-- Text segment --
Begin

At this stage, gaining access to analytics and understanding your supply chain’s driving forces are top priorities. Adding automation is likely to complicate matters before you have achieved a firm grasp of them.
Stage 3: Understanding what’s going to happen in the future
At this stage, you have gained a deeper understanding of your supply chain analytics, and you are ready to add automation to take it to the next level. To make automation work, you’re going to need data — a lot of it. The good news is that shippers at this level typically have plenty of data to work with. The bad news is that it's normally spread across various systems and spreadsheets.
By bringing all this disparate information together and automating reports of warehouse data, inventory data, logistics data and more, you become better at analyzing risk and picking out where the inefficiencies in the system lie. Furthermore, by pulling together information from relevant external sources—weather reports, holiday hours, infrastructure changes—you can begin to predict certain events. With insights like these, you’ll know, for example, that a sunny spring in Florida means more trucks headed that way and the chance to take advantage of cheaper rates.
Automation is a major step toward looking forward as a business. You’ll be able to understand what’s going to happen, which will lead to significantly more savings, a scaled-up operation and increased productivity.
Stage 4: The future is here. What should you do about it?
Up to this point, you’ve used analytics to understand what’s going on and found where automation makes sense. The goal is to optimize all phases of the operation, leaving you and your team to make quick, responsive decisions on anything that falls out of the normal set of rules.

End

-- Written task --
Resume the supply chain analytics passage after its final sentence, which ends "anything that falls out of the normal set of rules." The listing that follows comes from a separate source and has no connection to the passage on supply chain analytics.

-- Material provided --
Begin

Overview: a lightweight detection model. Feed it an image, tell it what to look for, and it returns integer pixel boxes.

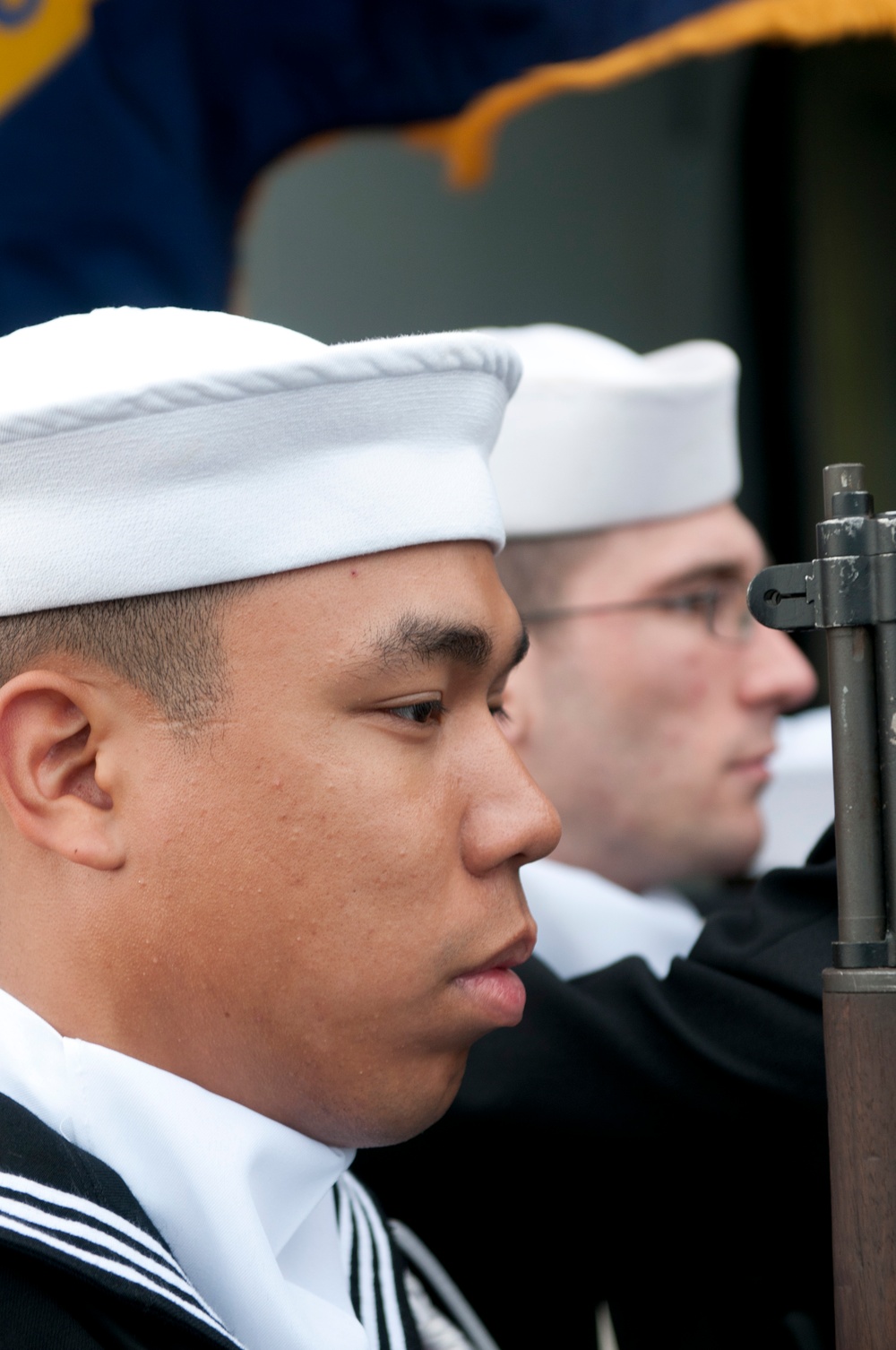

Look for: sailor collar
[0,991,414,1350]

End

-- The reply --
Combining everything from the previous three tiers will help you reach maximum efficiency and take things even further. Being able to describe what happened in the past and trace the reasons for it will allow you to understand, predict and proactively make a recommendation.
Something as essential to supply chain managers as the routing guide can be transformed with recommendations. Now, instead of a traditional, rules-based document for vendors and suppliers, a dynamic routing guide can respond to unfolding market conditions and adapt in real-time, recommending updates to those rules along the way. When the market returns to normal, the routing guide does as well.
There is one common thread that runs through all these tiers: data. At every level, it’s critical to keep data in a central location. As the business grows, you’re in for a major headache if your data is in disparate systems and silos.
Wherever you are in the life of your business, there’s a level of automation and/or analytics to fit specific requirements. In the early stages, ad hoc reports and dashboards provide valuable information. As the company grows, you can automate how that data is collected and sent to a central location. Eventually, you’ll be managing fully automated processes and flows. Matching up these capabilities with the maturity level of your business can significantly improve and streamline your operations.